Task to complete>
Return the listing below verbatim, line for line, with nothing added or left out.

Items>
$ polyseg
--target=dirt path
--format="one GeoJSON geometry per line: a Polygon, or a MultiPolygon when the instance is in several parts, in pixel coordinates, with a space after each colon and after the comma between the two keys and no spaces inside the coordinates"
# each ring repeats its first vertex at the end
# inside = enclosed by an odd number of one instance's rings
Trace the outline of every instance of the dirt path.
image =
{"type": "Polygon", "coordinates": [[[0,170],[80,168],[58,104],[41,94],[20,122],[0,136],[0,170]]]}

Worked solution>
$ polyseg
--target=dirt path
--format="one GeoJSON geometry per line: a Polygon, or a MultiPolygon when the instance is in several parts, in pixel coordinates, with a space after each colon and after the comma between the two keys and no spaces inside the coordinates"
# each ring repeats its first vertex at the end
# inside = enclosed by an odd number of one instance's rings
Trace the outline of every instance of the dirt path.
image =
{"type": "Polygon", "coordinates": [[[0,170],[80,168],[58,104],[41,94],[20,122],[0,136],[0,170]]]}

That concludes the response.